***** Page extract *****

Tuesday, November 22, 2011

Dharna Dude meets Jaali Jihadi

Express Tribune
The dudes talk PTI, jihad, partying, yahoodi saazish and the all important Fullbright Scholarship. ILLUSTRATION: JAHANZAIB HAQUE
The characters:
Dharna Dude: Loves X-Box, facials and Pakistan Tehreek-e-Insaaf (PTI)
Jaali Jihadi: Hates the Jews, likes the Taliban, loves Jamat-e-Islami (JI), and also Katrina Kaif (secretly)
Dialogue ensues sometime in the future, at a “Shukrana Rally called by PTI and JI to celebrate the American withdrawal from Afghanistan.
Dharna Dude: Helloooo JJ ma man! Whats happening Bro? We did it didn’t we dude? PTI and JI are like BFF man. Americans are tu bhago-fying (the Americans are running).
Jaali Jihadi: Asalam o Alaikum bhai jaan. Thanks to Allah we have succeed. We must do shukrana (gratitude) Nawafil, as it is holy day of Friday.
Dharna Dude: So true Bro. Friday it is dude, we are so gonna parto-fy tonight dude… yeah!… All night long man.
Jaali Jihadi: Afghanistan is first one, now it is baari (turn) of Bosnia, Kashmir, Falastine (Palestine), and Chechniya.
Dharna Dude: You forgot one, man.
Jaali Jihadi: Which is that one?

*****

**Do this:** Could you reproduce the Dharna Dude dialogue word for word, from "Tuesday, November 22, 2011" up to and including "day of Friday."?

***** Information supplied *****

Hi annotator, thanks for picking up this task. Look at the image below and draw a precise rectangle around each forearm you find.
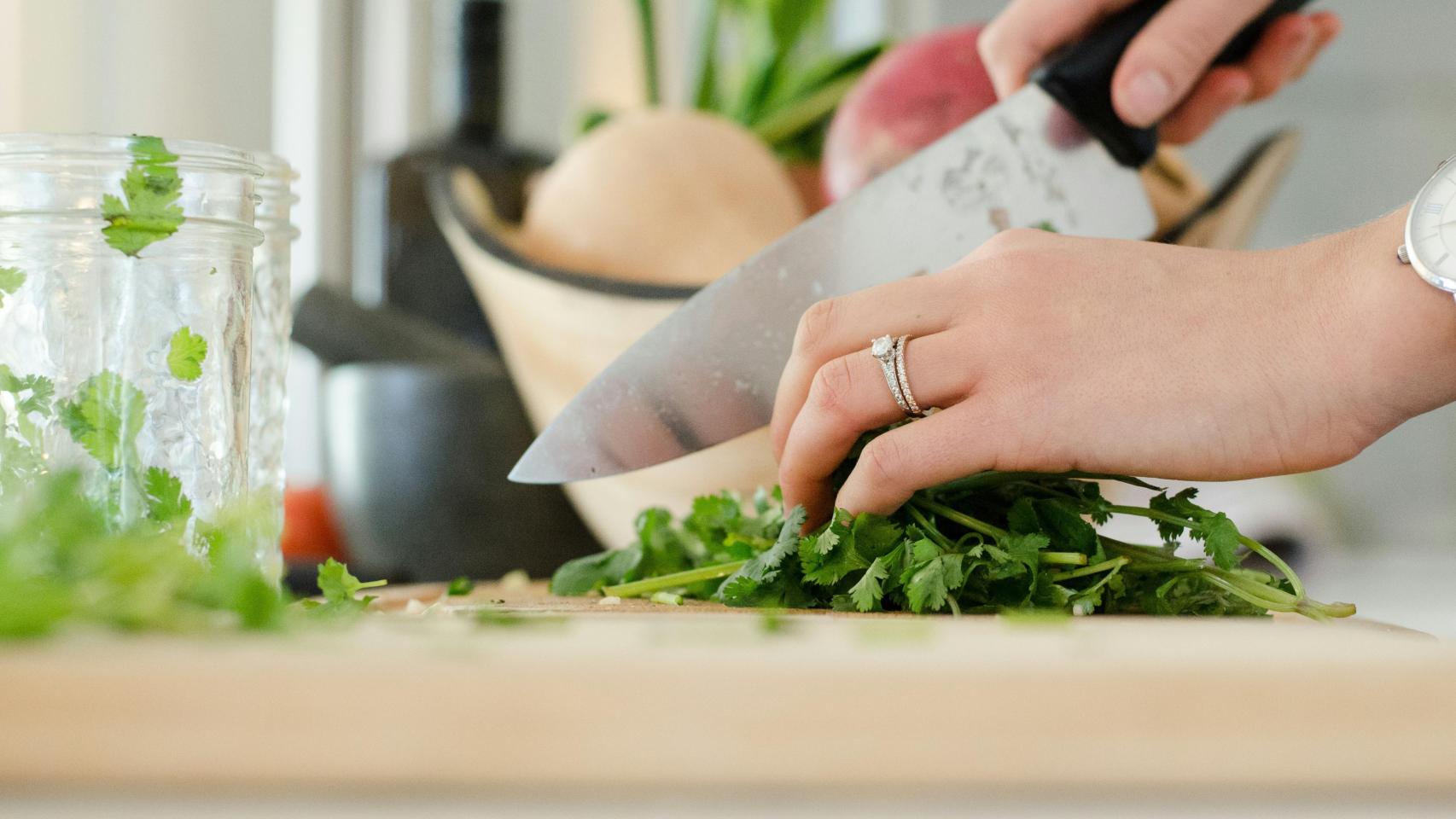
[1327,208,1456,433]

*****

**Result of this exercise:**
Tuesday, November 22, 2011

Dharna Dude meets Jaali Jihadi

Express Tribune
The dudes talk PTI, jihad, partying, yahoodi saazish and the all important Fullbright Scholarship. ILLUSTRATION: JAHANZAIB HAQUE
The characters:
Dharna Dude: Loves X-Box, facials and Pakistan Tehreek-e-Insaaf (PTI)
Jaali Jihadi: Hates the Jews, likes the Taliban, loves Jamat-e-Islami (JI), and also Katrina Kaif (secretly)
Dialogue ensues sometime in the future, at a “Shukrana Rally called by PTI and JI to celebrate the American withdrawal from Afghanistan.
Dharna Dude: Helloooo JJ ma man! Whats happening Bro? We did it didn’t we dude? PTI and JI are like BFF man. Americans are tu bhago-fying (the Americans are running).
Jaali Jihadi: Asalam o Alaikum bhai jaan. Thanks to Allah we have succeed. We must do shukrana (gratitude) Nawafil, as it is holy day of Friday.